### Aim 1
Quote the listing below word for word, starting at the line that contains "the white wall" and continuing through the end of the listing, with both ends included. Omit the pictures.
------ Document excerpt ------
But when they speak of a succession of saving grace, as well as of ordaining power of saving grace inherent in the line, and sent down from hand to hand, precisely as the right of ordaining is inherent and descending; when all that is precious in Christ to sinners is made to come to us exclusively through that descent, so that not only does the validity of the sacraments depend thereon, but the very being of a Church, and the whole regeneration and justification which the Gospel offers; when we are instructed that a sinner comes not to Christ but by coming to his vicars in that line of descent, and Christ comes not to the soul of a sinner, with grace to pardon and sanctify, but through that succession, and that the gate of life is unlocked only by its keys, and the bonds of sin are not unloosed but by its hands; when such awful pretensions are joined to the simple basis acknowledged of old, the doctrine is no longer the same; its whole form and visage are changed. It is the doctrine we have been used to, no more than their doctrine of sanctification or justification is that to which we have been used. In

both we recognise some truth; but truth so changed by additions and new relations, that, like the Rule of faith, when to Scripture is added traditions of men for joint authority, we know it no more, but utterly renounce it." (Pp. 27-29.)

And in reply to those who seem to think that, if only men do not actually go over to Rome, all is safe, he remarks, "I have spoken, brethren, of my fears for the Church. It is not that I much apprehend the going over of our clergy or laity to the Roman obedience. It is not that suppose there will be any general setting up of this whole system, with all its parts, in the minds of our people. We may have Romanism in substance, without going to Rome. We may take enough of her cup of abomination to paralyze us, if it does not kill us. We may live as a Church of apostolic order, and die as a Church of Christian spirit, and zeal, and energy, and usefulness. I fear there will be a spreading of these doctrines, whether in part or in whole, to such an extent as greatly to weaken and obscure the preaching of the Gospel, where it does not quite prevent it; to introduce a counterfeit spirituality-one of imagination and mysticism—for the spirituality which hath life and peace, &c." (P. 29.)

Were we to give the reader all we could desire to bring under his careful consideration, we should present him with the whole Charge. But our limits forbid us. We will therefore only notice his treatment of two other points, in which some appear to themselves to find an apology for Tractarianism.

The first is, the character of its first and chief propagators. But, as the Bishop observes, "What its disciples are in point of holiness, is not the question. Men may be pious in spite of a defective creed, from influences prior to its adoption, or extraneous to its provisions. We are speaking of the system, not of those who now profess it. Its direct working must be to produce in fruit what it is in substance; a form of godliness, and the denial of the power thereof." (P. 23.)
------ The input ------
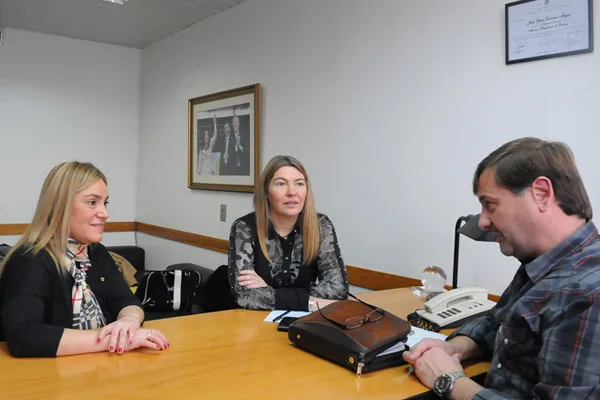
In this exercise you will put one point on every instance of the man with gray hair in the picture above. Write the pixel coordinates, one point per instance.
(543, 336)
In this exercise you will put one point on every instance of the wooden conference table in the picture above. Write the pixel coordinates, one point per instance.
(224, 355)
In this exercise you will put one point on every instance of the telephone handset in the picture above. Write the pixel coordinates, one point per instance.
(451, 309)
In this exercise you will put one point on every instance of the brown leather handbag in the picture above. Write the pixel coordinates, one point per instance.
(352, 334)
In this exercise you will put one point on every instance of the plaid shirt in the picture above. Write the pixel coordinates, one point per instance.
(544, 333)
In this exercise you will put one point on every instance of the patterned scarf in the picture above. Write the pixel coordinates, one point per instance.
(87, 313)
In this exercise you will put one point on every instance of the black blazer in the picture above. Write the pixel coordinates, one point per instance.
(36, 304)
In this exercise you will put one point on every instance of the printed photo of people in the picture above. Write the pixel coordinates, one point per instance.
(224, 141)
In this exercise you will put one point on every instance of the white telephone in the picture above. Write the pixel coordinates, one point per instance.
(452, 308)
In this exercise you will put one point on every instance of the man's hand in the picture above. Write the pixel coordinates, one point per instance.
(425, 345)
(433, 363)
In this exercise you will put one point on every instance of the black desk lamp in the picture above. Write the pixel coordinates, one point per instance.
(471, 230)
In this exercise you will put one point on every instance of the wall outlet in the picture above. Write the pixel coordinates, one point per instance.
(223, 213)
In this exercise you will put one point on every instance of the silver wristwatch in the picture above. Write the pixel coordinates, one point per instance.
(445, 383)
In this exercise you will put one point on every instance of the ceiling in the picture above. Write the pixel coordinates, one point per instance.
(137, 23)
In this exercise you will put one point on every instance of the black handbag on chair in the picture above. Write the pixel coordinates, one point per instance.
(169, 290)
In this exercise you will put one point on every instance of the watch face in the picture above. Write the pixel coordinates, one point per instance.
(442, 384)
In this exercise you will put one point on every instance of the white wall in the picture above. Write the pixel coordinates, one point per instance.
(390, 105)
(63, 99)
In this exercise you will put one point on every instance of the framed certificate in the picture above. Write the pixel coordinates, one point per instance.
(539, 29)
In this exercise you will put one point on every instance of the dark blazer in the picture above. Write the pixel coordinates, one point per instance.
(35, 302)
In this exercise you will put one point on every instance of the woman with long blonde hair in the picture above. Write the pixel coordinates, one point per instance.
(285, 255)
(62, 293)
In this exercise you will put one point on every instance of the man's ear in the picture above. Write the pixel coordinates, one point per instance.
(542, 191)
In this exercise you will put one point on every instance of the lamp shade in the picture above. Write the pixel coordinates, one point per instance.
(468, 226)
(471, 230)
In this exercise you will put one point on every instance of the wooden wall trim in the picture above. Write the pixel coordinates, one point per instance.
(193, 239)
(19, 229)
(358, 276)
(378, 280)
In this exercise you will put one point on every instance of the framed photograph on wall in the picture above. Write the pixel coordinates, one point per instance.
(539, 29)
(224, 140)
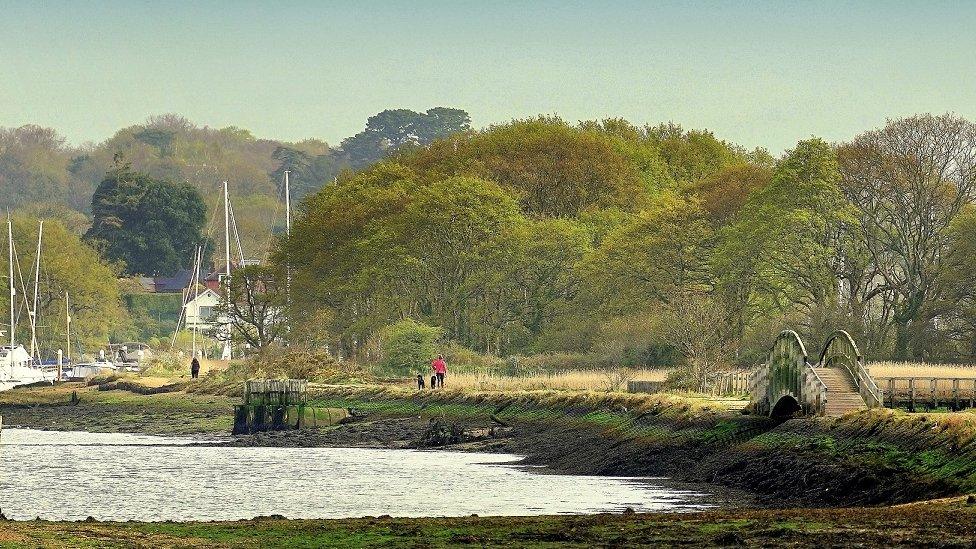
------
### Aim 2
Print the text on Tractarianism above, from "Were we to give" through "apology for Tractarianism.", inclusive.

### Task output 1
In this exercise you will put one point on every instance of the white wall in the picture above. Write the pixel coordinates, one point per instance.
(390, 105)
(63, 99)
In this exercise you will put one point on every instance of the framed certificate in the picture above. Write the pixel coordinates, one point per instance.
(539, 29)
In this exercise you will put one point on every instance of the dark blazer in the picture above. Write the pixel coordinates, one point per instance.
(35, 302)
In this exercise you will put one point on every instance of the woman with long blonde hair in the picture above. Write the pixel coordinates, one point per instance.
(285, 255)
(62, 293)
In this exercise you will put one point on every instance of the man's ear in the picture above. Write the pixel coordinates, one point per instance.
(542, 191)
In this exercise you will put one point on every instance of the lamp shade in the picture above. Write the pixel coordinates, one point per instance.
(468, 226)
(471, 230)
In this exercise you will put one point on every instance of the wooden wall trim in the picture above. Write the pixel coordinates, one point per instance.
(193, 239)
(19, 229)
(358, 276)
(378, 280)
In this exercise you will put one point on every instance of the framed photograph on wall in the picture above. Write the pixel coordinates, one point per instance.
(539, 29)
(224, 140)

### Task output 2
Were we to give the reader all we could desire to bring under his careful consideration, we should present him with the whole Charge. But our limits forbid us. We will therefore only notice his treatment of two other points, in which some appear to themselves to find an apology for Tractarianism.